Apologética é má teologia, como disse certa vez meu ex-professor Júlio Zabatiero. Primeiro, porque parte do princípio de “defesa da fé”. E desde quando urge que a fé seja defendida? Ora, desde quando ela tem sido “atacada”, diria alguém. Entendo, porém, que precisamos, sim, responder às interpelações feitas a fé, mas sem a preocupação em fazer do diálogo um tribunal onde ela possa ser defendida e, no fim das contas, quando “ganharmos a causa”, ser absolvida de suas acusações – o que já não poderia ser chamado de “diálogo”. Dar razão da esperança que há em nós, como diz Pedro, é diferente de defender a fé, que em si, existe para ser indefesa, frágil, e sujeita a retaliações, como foi Jesus. Ele não defendeu a fé, a causa, a missão, mas procurou integrá-las com divina coragem e discernimento a sua vivência e prática diárias.
Segundo, porque a defesa precisa se assemelhar ao ataque para poder partir para o contra-ataque. Nesse aspecto, a apologética peca, pois ainda persiste num diálogo de surdos com a linguagem científica do século XIX, em pleno século XXI, afirmando “certezas” onde só temos “impressões”, “linguagens”, “interpretações”. A certeza e a verdade que afirmamos, pela fé, afirmamos mais com a vida, e menos com o discurso ou de modo proposicional. O discurso, por sua vez, é recheado de incertezas, de imprecisão, de subjetividades. E assim precisa ser, pois se configura como discurso humano sobre o divino, a parcela falando sobre o todo, ou, parafraseando Ellul, aquilo que há de mais imperfeito e temporal falando sobre o perfeito e eterno. Que conseguiríamos nós com nossa “fala sobre Deus”, senão, expressar uma parte? Ora, o próprio Paulo foi quem disse que hoje conhecemos apenas uma parcela da verdade, e então, quando vier o que é perfeito, conheceremos como também somos conhecidos.
Terceiro, se nossa teologia é, por natureza, recheada de proposições sobre Deus, defendo que estas sejam modestas e assumam-se como um discurso em meio aos outros, e não “O Discurso” e “A verdade”, como a maioria das apologéticas acaba se colocando quando apresenta o Cristo travestido de sua roupagem teológica, sem, porém, que se reconheça as limitações óbvias dessa roupagem. O Cristo Verdade-Caminho-Vida é absoluto como ser, mas acaba sendo (e precisa ser) relativizado quando passa pela via dos conceitos humanos. E todo conceito, como diria Nietzsche, nasce por igualação do não igual. Nesse sentido, igualar Cristo a nossas ideias sobre Ele é uma pretensão para lá de funesta, e é onde pecam muitas das apologéticas, do passado e do presente.
───
■ **O QUE FAZER**: No texto sobre apologética, quais pessoas têm palavras ou ideias citadas ou parafraseadas? Liste todas. Baseie-se somente no texto sobre apologética.

■ **DADOS COLETADOS**:
───
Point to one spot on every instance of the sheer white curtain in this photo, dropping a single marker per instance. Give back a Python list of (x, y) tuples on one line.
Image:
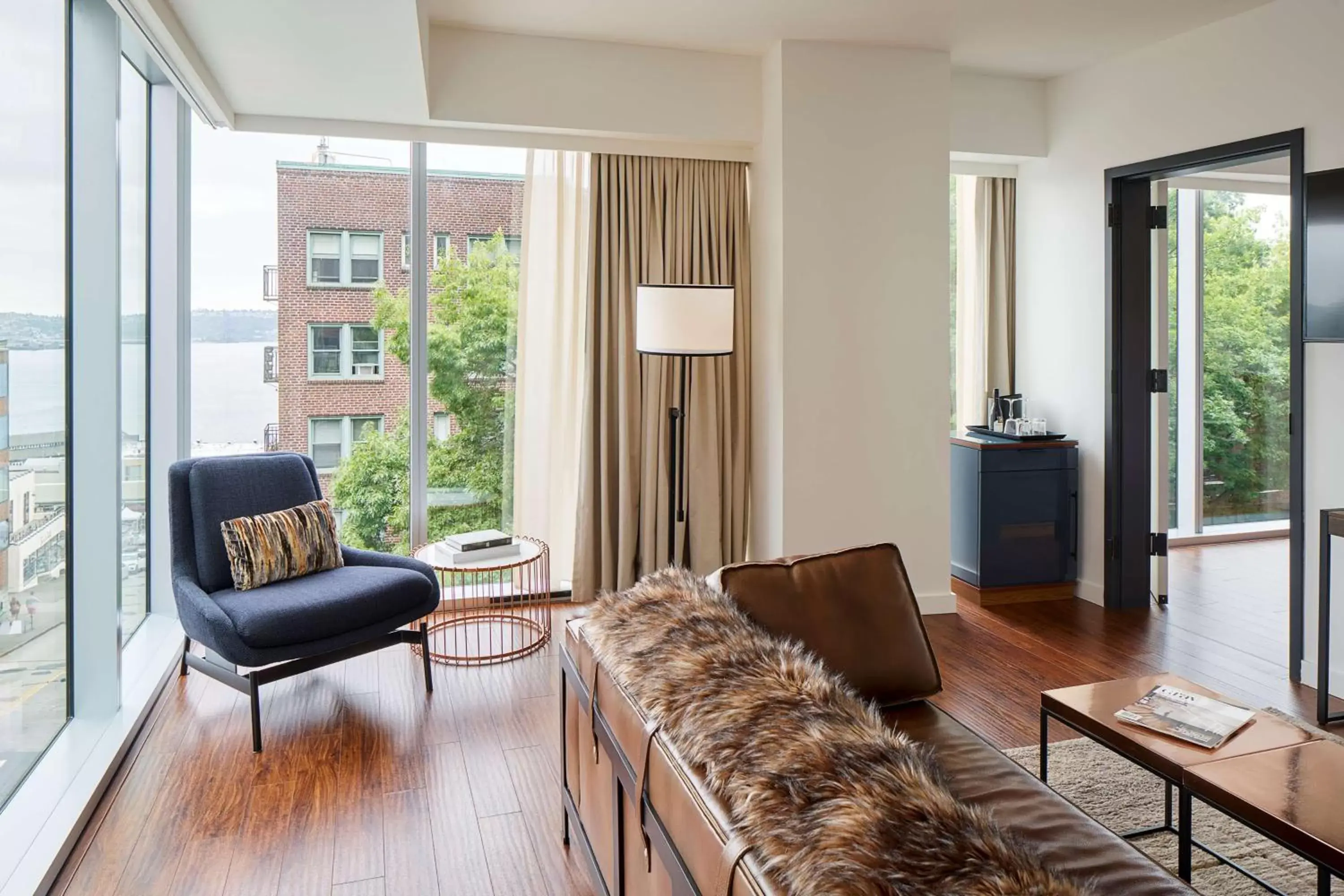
[(971, 318), (553, 285), (986, 293)]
───
■ **RESPOSTA ESCRITA**: Júlio Zabatiero, Pedro, Ellul, Paulo e Nietzsche.